=== Reading passage ===
^^^^^^^^

Tuesday, May 17, 2011

Realtime Hadoop usage at Facebook -- Part 1

Facebook recently deployed Facebook Messages, its first ever user-facing application built on the Apache Hadoop platform. It uses HDFS and HBase as core technologies for this solution. Since then, there are many more applications that have started to used HBase. We have gained some experience in deploying and operating HDFS and HBase at peta-byte scale for realtime-workloads and decided to write a paper detailing some of these insights. This paper will be published in SIGMOD 2011.

You can find the full paper here later, but here are some highlights:

WHY HADOOP AND HBASE

The requirements for the storage system for our workloads can be summarized as follows:

1. Elasticity: We need to be able to add incremental capacity to our storage systems with minimal overhead and no downtime. In some cases we may want to add capacity rapidly and the system should automatically balance load and utilization across new hardware.

2. High write throughput: Most of the applications store (and optionally index) tremendous amounts of data and require high aggregate write throughput.

3. Efficient and low-latency strong consistency semantics within a data center: There are important applications like Messages that require strong consistency within a data center. This requirement often arises directly from user expectations. For example ‘‘unread’’ message counts displayed on the home page and the messages shown in the inbox page view should be consistent with respect to each other. While a globally distributed strongly consistent system is practically impossible, a system that could at least provide strong consistency within a data center would make it possible to provide a good user experience. We also knew that (unlike other Facebook applications), Messages was easy to federate so that a particular user could be served entirely out of a single data center making strong consistency within a single data center a critical requirement for the Messages project. Similarly, other projects, like realtime log aggregation, may be deployed entirely within one data center and are much easier to program if the system provides strong consistency guarantees.

^^^^^^^^

=== Data excerpts ===
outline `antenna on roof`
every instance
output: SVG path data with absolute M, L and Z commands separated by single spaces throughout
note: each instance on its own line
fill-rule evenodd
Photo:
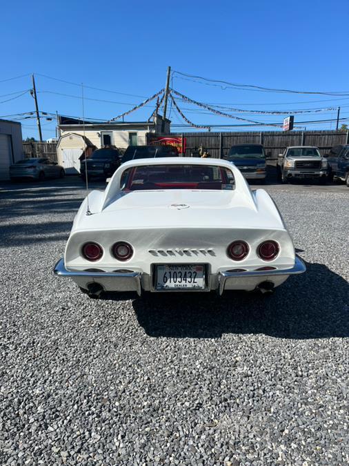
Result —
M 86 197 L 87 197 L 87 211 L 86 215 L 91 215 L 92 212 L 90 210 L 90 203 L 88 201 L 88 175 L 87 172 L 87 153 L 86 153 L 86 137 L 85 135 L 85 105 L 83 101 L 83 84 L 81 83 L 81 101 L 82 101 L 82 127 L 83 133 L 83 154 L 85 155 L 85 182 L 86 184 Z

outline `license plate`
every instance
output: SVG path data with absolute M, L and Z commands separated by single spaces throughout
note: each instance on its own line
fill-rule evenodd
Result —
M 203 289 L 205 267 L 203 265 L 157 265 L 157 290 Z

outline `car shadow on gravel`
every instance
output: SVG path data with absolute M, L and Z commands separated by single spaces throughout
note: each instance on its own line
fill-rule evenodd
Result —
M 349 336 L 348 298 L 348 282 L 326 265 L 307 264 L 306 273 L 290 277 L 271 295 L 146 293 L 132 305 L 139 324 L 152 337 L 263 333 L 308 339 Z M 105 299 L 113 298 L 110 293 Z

^^^^^^^^

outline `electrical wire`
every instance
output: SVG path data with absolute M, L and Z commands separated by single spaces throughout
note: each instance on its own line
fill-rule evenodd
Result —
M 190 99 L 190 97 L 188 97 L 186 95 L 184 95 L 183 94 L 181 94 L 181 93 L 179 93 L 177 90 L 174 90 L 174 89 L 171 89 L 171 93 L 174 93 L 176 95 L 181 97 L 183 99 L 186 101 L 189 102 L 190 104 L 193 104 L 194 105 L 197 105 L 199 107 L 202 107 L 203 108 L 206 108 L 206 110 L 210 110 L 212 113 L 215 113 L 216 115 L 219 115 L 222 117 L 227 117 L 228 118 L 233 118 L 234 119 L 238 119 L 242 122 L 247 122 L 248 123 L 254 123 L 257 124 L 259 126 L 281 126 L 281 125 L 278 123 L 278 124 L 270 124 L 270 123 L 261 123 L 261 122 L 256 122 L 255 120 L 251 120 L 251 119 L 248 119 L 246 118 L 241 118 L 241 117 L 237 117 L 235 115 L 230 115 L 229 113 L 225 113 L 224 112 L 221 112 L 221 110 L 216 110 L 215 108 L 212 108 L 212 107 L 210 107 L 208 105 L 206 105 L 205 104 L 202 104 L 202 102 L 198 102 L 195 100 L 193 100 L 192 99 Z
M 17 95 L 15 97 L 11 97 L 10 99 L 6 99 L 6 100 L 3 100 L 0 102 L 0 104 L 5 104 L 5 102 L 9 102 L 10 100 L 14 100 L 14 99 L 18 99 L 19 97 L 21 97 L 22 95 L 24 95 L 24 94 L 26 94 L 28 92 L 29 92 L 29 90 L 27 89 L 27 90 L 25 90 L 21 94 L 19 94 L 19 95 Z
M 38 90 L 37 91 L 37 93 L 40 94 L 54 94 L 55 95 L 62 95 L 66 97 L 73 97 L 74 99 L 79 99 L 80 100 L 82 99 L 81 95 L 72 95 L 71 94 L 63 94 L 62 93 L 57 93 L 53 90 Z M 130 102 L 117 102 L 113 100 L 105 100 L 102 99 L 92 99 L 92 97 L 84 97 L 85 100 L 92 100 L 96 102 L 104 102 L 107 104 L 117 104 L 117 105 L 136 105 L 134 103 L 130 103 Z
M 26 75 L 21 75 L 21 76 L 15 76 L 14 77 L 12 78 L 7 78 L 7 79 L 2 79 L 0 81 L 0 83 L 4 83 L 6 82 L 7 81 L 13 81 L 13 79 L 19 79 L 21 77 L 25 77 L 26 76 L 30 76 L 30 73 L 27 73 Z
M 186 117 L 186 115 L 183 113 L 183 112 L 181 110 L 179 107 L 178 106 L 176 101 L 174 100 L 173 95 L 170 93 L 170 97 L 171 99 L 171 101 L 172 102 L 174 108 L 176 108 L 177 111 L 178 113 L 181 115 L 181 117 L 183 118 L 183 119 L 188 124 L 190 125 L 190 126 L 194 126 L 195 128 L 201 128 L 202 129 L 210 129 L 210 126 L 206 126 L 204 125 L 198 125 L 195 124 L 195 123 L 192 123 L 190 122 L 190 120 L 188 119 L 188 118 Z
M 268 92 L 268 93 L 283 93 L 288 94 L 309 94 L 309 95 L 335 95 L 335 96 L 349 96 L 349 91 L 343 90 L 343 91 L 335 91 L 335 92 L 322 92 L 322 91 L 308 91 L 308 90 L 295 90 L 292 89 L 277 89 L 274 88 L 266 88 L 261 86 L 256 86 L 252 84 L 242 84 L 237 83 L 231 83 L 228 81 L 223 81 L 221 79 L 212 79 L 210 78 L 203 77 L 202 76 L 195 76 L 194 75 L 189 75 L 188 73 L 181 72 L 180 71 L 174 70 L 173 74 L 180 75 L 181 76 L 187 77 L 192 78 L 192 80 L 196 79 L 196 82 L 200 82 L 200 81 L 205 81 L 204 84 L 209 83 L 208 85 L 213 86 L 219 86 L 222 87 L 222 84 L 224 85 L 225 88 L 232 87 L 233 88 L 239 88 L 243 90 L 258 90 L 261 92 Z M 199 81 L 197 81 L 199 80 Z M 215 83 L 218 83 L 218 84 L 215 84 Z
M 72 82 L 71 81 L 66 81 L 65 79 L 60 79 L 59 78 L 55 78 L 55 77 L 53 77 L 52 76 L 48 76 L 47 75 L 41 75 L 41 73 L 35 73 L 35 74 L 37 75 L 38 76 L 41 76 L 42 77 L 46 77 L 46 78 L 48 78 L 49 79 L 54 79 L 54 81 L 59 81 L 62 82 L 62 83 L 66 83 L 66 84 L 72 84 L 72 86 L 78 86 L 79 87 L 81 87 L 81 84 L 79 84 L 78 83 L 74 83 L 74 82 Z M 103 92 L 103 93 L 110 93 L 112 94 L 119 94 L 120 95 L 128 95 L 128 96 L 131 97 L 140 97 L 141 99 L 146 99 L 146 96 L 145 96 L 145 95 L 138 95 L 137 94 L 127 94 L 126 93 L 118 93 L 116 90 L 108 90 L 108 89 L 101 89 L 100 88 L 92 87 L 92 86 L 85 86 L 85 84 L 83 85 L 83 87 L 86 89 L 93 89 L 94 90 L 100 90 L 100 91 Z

^^^^^^^^

=== Challenge 1 ===
Do these statements agree with the Facebook Hadoop post? For (a), (b) and (c), answer yes or no and quote the words of the post that decide it.
(a) Facebook Messages was the first user-facing application Facebook built on the Apache Hadoop platform.
(b) The post calls a globally distributed strongly consistent system practical to build.
(c) The paper described in the post was to be published in SIGMOD 2012.
=== Challenge 2 ===
Retype the part of the Facebook Hadoop post starting at "The requirements for" and ending at "across new hardware.".
=== Challenge 3 ===
Can you extend the Facebook Hadoop post, picking up after its last sentence?

=== Output 1 ===
(a) Yes: "Facebook recently deployed Facebook Messages, its first ever user-facing application built on the Apache Hadoop platform."
(b) No: "While a globally distributed strongly consistent system is practically impossible"
(c) No: "This paper will be published in SIGMOD 2011."

=== Output 2 ===
The requirements for the storage system for our workloads can be summarized as follows:

1. Elasticity: We need to be able to add incremental capacity to our storage systems with minimal overhead and no downtime. In some cases we may want to add capacity rapidly and the system should automatically balance load and utilization across new hardware.

=== Output 3 ===
4. Efficient random reads from disk: In spite of the widespread use of application level caches (whether embedded or via memcached), at Facebook scale, a lot of accesses miss the cache and hit the back-end storage system. MySQL is very efficient at performing random reads from disk and any new system would have to be comparable.

5. High Availability and Disaster Recovery: We need to provide a service with very high uptime to users that covers both planned and unplanned events (examples of the former being events like software upgrades and addition of hardware/capacity and the latter exemplified by failures of hardware components). We also need to be able to tolerate the loss of a data center with minimal data loss and be able to serve data out of another data center in a reasonable time frame.
6. Fault Isolation: Our long experience running large farms of MySQL databases has shown us that fault isolation is critical. Individual databases can and do go down, but only a small fraction of users are affected by any such event. Similarly, in our warehouse usage of Hadoop, individual disk failures affect only a small part of the data and the system quickly recovers from such faults.

7. Atomic read-modify-write primitives: Atomic increments and compare-and-swap APIs have been very useful in building lockless concurrent applications and are a must have from the underlying storage system.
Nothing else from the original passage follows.